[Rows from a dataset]
****************
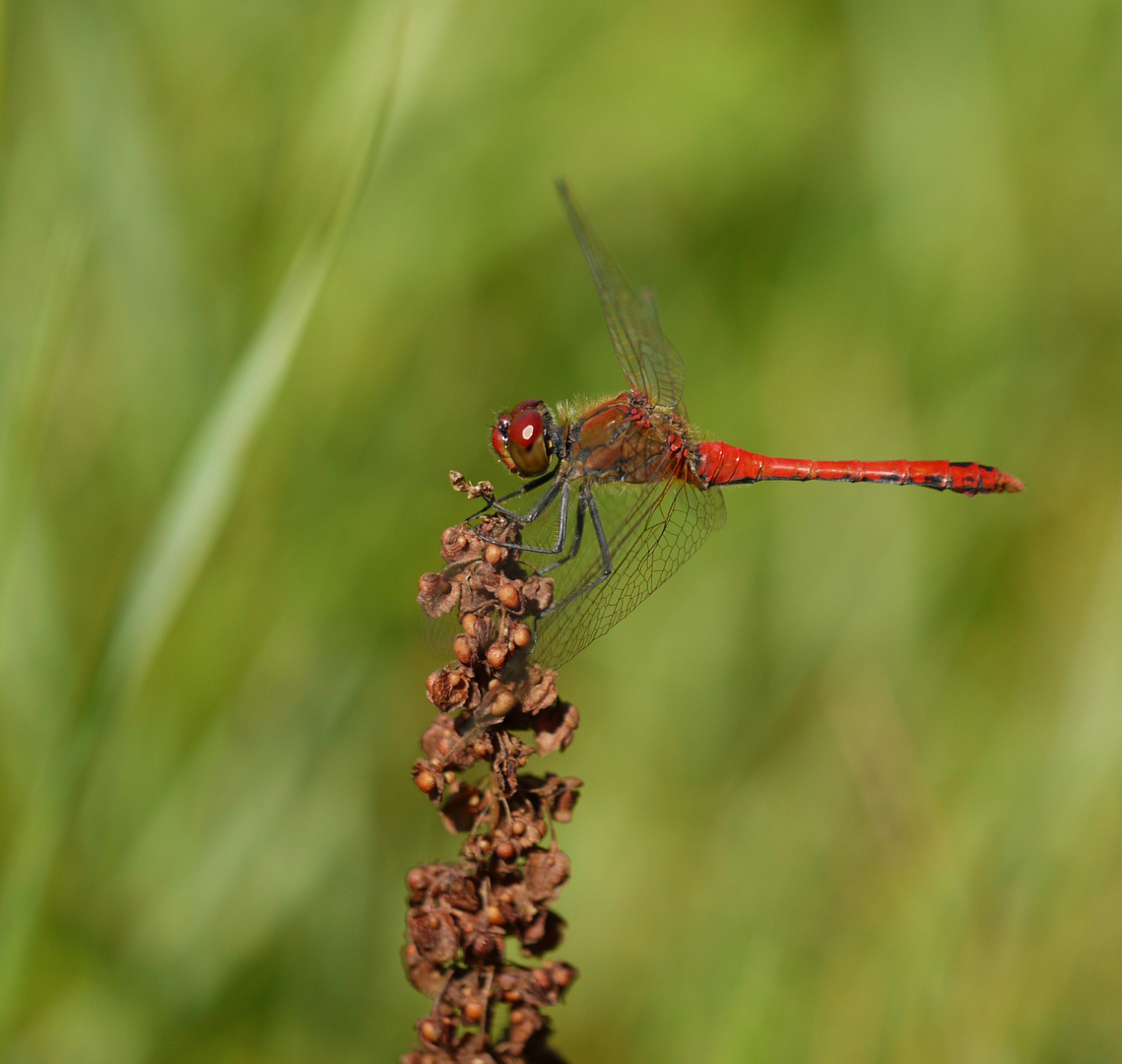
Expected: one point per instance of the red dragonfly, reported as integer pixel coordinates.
(632, 469)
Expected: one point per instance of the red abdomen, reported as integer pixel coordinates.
(724, 464)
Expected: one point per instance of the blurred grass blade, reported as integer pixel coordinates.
(203, 494)
(183, 535)
(22, 425)
(23, 410)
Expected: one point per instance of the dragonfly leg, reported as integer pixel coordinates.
(578, 532)
(495, 505)
(587, 502)
(535, 513)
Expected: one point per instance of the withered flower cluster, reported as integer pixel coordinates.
(486, 1008)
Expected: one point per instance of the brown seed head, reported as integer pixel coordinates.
(473, 1010)
(496, 655)
(502, 702)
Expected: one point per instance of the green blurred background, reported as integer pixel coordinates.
(853, 778)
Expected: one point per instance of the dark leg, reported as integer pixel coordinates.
(534, 514)
(587, 501)
(578, 532)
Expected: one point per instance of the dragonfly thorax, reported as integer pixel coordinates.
(525, 439)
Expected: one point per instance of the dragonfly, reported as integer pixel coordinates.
(620, 493)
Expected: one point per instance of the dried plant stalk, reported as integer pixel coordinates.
(487, 1009)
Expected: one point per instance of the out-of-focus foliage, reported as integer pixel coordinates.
(853, 779)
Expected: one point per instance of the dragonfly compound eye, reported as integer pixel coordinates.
(526, 441)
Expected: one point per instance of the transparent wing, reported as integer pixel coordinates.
(646, 357)
(651, 529)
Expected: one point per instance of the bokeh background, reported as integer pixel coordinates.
(853, 778)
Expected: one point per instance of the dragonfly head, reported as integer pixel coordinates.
(524, 437)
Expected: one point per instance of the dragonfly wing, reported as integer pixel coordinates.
(646, 357)
(651, 529)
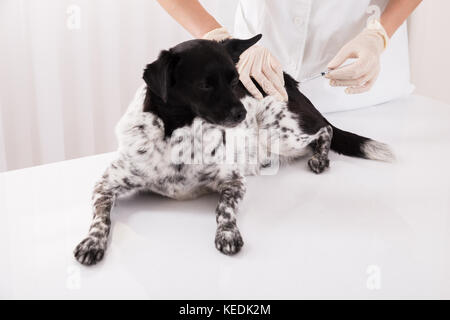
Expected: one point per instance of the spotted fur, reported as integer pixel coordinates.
(186, 157)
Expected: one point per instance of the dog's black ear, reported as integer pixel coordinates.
(158, 75)
(235, 47)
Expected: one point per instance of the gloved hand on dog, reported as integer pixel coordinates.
(367, 48)
(257, 63)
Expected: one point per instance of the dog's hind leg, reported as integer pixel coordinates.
(321, 146)
(115, 181)
(228, 238)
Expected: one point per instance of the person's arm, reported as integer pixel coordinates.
(191, 15)
(396, 12)
(257, 62)
(367, 48)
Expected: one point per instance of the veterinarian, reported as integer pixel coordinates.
(304, 38)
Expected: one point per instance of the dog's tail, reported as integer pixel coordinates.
(353, 145)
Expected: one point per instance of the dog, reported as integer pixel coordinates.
(192, 99)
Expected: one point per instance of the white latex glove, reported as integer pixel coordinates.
(366, 48)
(218, 34)
(258, 63)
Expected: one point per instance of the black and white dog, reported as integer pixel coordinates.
(176, 132)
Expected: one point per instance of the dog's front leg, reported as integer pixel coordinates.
(115, 181)
(228, 238)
****************
= DIRECTION =
Please copy the rows word for word, from the line that contains "Expected: one point per instance of the veterinarian, reported" through the last row, including both ends.

= TASK OUTPUT =
Expected: one point per instance of the veterinarian, reported as integer pixel coordinates.
(304, 38)
Expected: one point per instance of the dog's tail, reported as integer pixel coordinates.
(353, 145)
Expected: one point per instance of the dog, reported as integer pixel coordinates.
(192, 99)
Expected: one point per instance of the white latex glove, reported as integer pixel coordinates.
(366, 48)
(218, 34)
(258, 63)
Expected: one point per instance of the black and white dog, reported as integer pixel coordinates.
(176, 132)
Expected: one point per instance of the dog's front leg, reported as integer pixel coordinates.
(115, 181)
(228, 238)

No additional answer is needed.